begin TASK INPUTS
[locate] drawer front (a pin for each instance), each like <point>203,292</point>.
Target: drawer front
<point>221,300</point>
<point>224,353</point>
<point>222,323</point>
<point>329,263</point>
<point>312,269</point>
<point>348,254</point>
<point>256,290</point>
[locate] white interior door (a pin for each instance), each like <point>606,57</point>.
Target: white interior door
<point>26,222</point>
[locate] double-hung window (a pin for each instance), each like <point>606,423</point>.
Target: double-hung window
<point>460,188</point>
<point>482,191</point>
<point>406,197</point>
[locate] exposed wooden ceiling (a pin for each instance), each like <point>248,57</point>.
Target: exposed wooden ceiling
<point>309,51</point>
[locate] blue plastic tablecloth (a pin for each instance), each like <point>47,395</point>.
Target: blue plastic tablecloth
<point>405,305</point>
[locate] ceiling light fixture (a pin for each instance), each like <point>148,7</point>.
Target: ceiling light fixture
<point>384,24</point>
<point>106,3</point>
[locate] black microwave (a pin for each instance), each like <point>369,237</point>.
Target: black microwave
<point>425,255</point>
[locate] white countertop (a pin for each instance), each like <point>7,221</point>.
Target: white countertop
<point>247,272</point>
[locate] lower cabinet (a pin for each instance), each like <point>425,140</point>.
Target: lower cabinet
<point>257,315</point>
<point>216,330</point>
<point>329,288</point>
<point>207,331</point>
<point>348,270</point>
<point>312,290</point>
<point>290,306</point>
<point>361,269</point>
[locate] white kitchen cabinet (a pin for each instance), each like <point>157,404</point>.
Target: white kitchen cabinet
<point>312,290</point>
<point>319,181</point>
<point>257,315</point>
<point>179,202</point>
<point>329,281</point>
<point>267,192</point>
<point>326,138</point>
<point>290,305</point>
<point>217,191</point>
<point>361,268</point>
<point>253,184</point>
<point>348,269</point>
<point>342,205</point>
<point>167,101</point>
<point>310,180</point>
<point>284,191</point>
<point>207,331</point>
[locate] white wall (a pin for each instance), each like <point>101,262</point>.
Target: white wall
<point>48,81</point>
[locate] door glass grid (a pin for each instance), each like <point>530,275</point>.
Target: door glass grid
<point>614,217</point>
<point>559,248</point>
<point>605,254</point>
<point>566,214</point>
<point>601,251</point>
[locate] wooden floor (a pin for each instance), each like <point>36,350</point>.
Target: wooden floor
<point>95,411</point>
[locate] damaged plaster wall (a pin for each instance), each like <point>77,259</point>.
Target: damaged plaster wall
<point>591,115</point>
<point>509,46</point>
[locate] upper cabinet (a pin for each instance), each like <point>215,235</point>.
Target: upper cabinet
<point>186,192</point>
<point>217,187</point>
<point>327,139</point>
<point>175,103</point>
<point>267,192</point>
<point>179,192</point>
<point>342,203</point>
end TASK INPUTS
begin TASK INPUTS
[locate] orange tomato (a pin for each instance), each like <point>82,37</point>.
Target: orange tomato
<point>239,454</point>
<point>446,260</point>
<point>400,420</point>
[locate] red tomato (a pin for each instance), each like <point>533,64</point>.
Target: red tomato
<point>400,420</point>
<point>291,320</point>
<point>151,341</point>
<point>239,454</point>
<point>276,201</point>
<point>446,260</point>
end TASK INPUTS
Rewrite the lines from the one with "[locate] drawer front" to the one with "<point>348,254</point>", swapping "drawer front" for "drawer panel" and leaving everything else untouched. Return only those lines.

* RESPONSE TO THE TASK
[locate] drawer panel (a pin for each instance), each like <point>203,292</point>.
Target: drawer panel
<point>221,300</point>
<point>224,353</point>
<point>222,323</point>
<point>329,263</point>
<point>312,269</point>
<point>348,254</point>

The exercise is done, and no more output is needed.